Texto de lectura:

______________________________

La Jornada Ignaciana
Alexander Zatyrka, SJ – Edición 506

La visión de la ética cristiana no es el rechazo sistemático a los bienes de la creación sino, más bien, aprender a administrarlos para que sean fecundos en amor
En anteriores entregas comentamos que los Ejercicios Espirituales de san Ignacio son una didáctica espiritual para reconocer nuestra identidad personal en Cristo y vivirla a plenitud. Esto conlleva hacernos conscientes de la manera particular como el Señor ha querido encarnar el amor en nosotros.
También implica conocer cuáles son “nuestros cinco panes y dos pescados” para ponerlos en las manos del Señor y recibir de Él las instrucciones sobre la mejor manera de convertirlos en don de vida para nuestros hermanos y hermanas. Para esto es fundamental tener libertad ante esos dones, renunciar a vivir apegados a ellos; y entregarlos, gastándolos con alegría en favor del prójimo.

______________________________

Extracto de datos:

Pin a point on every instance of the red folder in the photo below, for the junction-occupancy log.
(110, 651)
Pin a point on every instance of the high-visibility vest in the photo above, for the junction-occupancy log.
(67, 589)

______________________________

Las tareas:
(1) Indica si cada afirmación concuerda con el texto sobre los Ejercicios Espirituales, respondiendo sí o no y citando literalmente las palabras del texto que lo deciden. (a) Según el texto, la ética cristiana consiste en rechazar sistemáticamente los bienes de la creación. (b) Los Ejercicios Espirituales de san Ignacio se describen como una didáctica espiritual. (c) El texto considera fundamental tener libertad ante los propios dones.
(2) Prolonga el texto sobre los Ejercicios Espirituales a partir de su última oración.

Resultados de tareas:
(1)
(a) No: «La visión de la ética cristiana no es el rechazo sistemático a los bienes de la creación sino, más bien, aprender a administrarlos para que sean fecundos en amor».
(b) Sí: «los Ejercicios Espirituales de san Ignacio son una didáctica espiritual para reconocer nuestra identidad personal en Cristo y vivirla a plenitud».
(c) Sí: «Para esto es fundamental tener libertad ante esos dones».

(2)
La Jornada Ignaciana consiste en tres meditaciones que están llamadas a acompañar al discípulo en su proceso de conocer y seguir al Señor, optando por nuestra vocación personal. Más que una serie de propósitos o metas por conseguir de manera voluntarista, son un autoexamen con el fin de ver “si el amor a Cristo me basta” para elegir seguirlo en toda circunstancia.
Cuando nos sentimos sostenidos por el amor de Cristo no tenemos necesidad de buscar otra seguridad. En cambio, cuando seguimos actuando en función de nuestra inseguridad, convertimos los dones y talentos —que están ahí para ser usados como oportunidades para amar— en riquezas que no estamos dispuestos a gastar en favor de nuestros semejantes o para la construcción de la comunidad. De esta manera, un don se puede pervertir en la riqueza. Lo que se nos ha confiado para amar y servir se convierte en una dependencia y en una cárcel. El ejemplo clásico son los recursos económicos. Las personas los pueden administrar para cubrir sobriamente sus necesidades y hacer el bien, o apegarse tanto a ellos que les llevan a los extremos de la acumulación y la avaricia.
San Ignacio propone tres meditaciones que nos ayudan a ver qué tan libres nos mantenemos con respecto a nuestros dones y talentos.
La primera de las meditaciones se conoce como “Las dos banderas” (EE 136–148) y el texto dice:
El cuarto día, meditación de dos banderas, la una de Cristo, sumo capitán y Señor nuestro; la otra de Lucifer, mortal enemigo de nuestra humana natura. La sólita oración preparatoria.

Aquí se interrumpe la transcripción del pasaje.